Selection:
Philip Ruttley (born 1954) is a leading Anglo-Swiss lawyer and published expert in European Union competition (anti-trust) law and international trade law. He has been described as "one of Europe's foremost maritime competition experts".

Biography
Philip Ruttley (b. Philippe Grin) was born in Zürich in 1954 and is descended from the Huguenot Abolitionist Comte Guillaume de Félice and 18th century philosopher Comte Fortunato de Félice. He is also related to Mme de Staël, the 19th century literary figure, and Henri Guisan, the commander of the Swiss armed forces during WWII. He was educated at Harrow School in London, Oxford University (where he was an entrance History scholar, graduating with first class honours in 1976), University of Florence and City University (where he obtained a diploma in Law). He was called to the English Bar in 1980 (Inner Temple) and admitted as a solicitor in 1992. After practising EC law in London and Brussels, he served as a United Nations legal advisor in Rome, and then as an EC Advisor to the UK Government's Treasury Solicitor's Department.

He is currently a partner and Head of the EU and Competition Law Department of the international City firm of Ince & Co. He has appeared in many cases before the European Court of Justice and has been involved in several WTO dispute settlement proceedings.

In 2008, Ruttley acted for the consumer group "Which?" in the first ever European consumer group action against a cartel. A defendant, JJB Sports agreed to pay compensation for its role in price-fixing, as investigated by the UK Government's Office of Fair Trading. The case resulted in fines of up to £17m for the cartel.

He has published widely on EC and World Trade Organization issues. He was secretary and founder of the European Maritime Law Organization, and was also secretary of the World Trade Law Association from 1997 to 2003.

He is married to Hilary Jane Ruttley (née Lewis). They have three children together: 

 Olivia Gabriella Celimène de Félice, Viscountess Yverdon (b. 1987)

 Mathieu Philippe Tancrede de Félice, Viscount Yverdon (b. 1989)
 Marie-Sophie Yolande Laetitia de Félice, Viscountess Yverdon (b. 1994)

Dataset section:
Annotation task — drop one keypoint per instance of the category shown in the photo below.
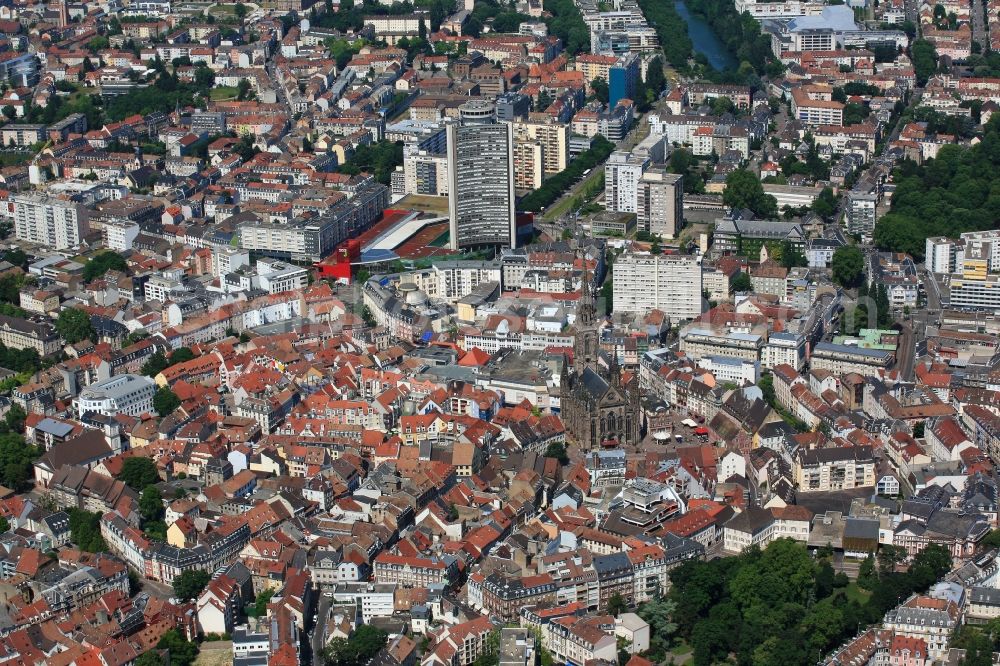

What you will do:
Using the Philip Ruttley biography, answer:
(a) In what year was he called to the English Bar?
(b) For which consumer group did he act in 2008?
(c) During which years was he secretary of the World Trade Law Association?
Answer from the text alone.

Task response:
(a) 1980
(b) Which?
(c) 1997 to 2003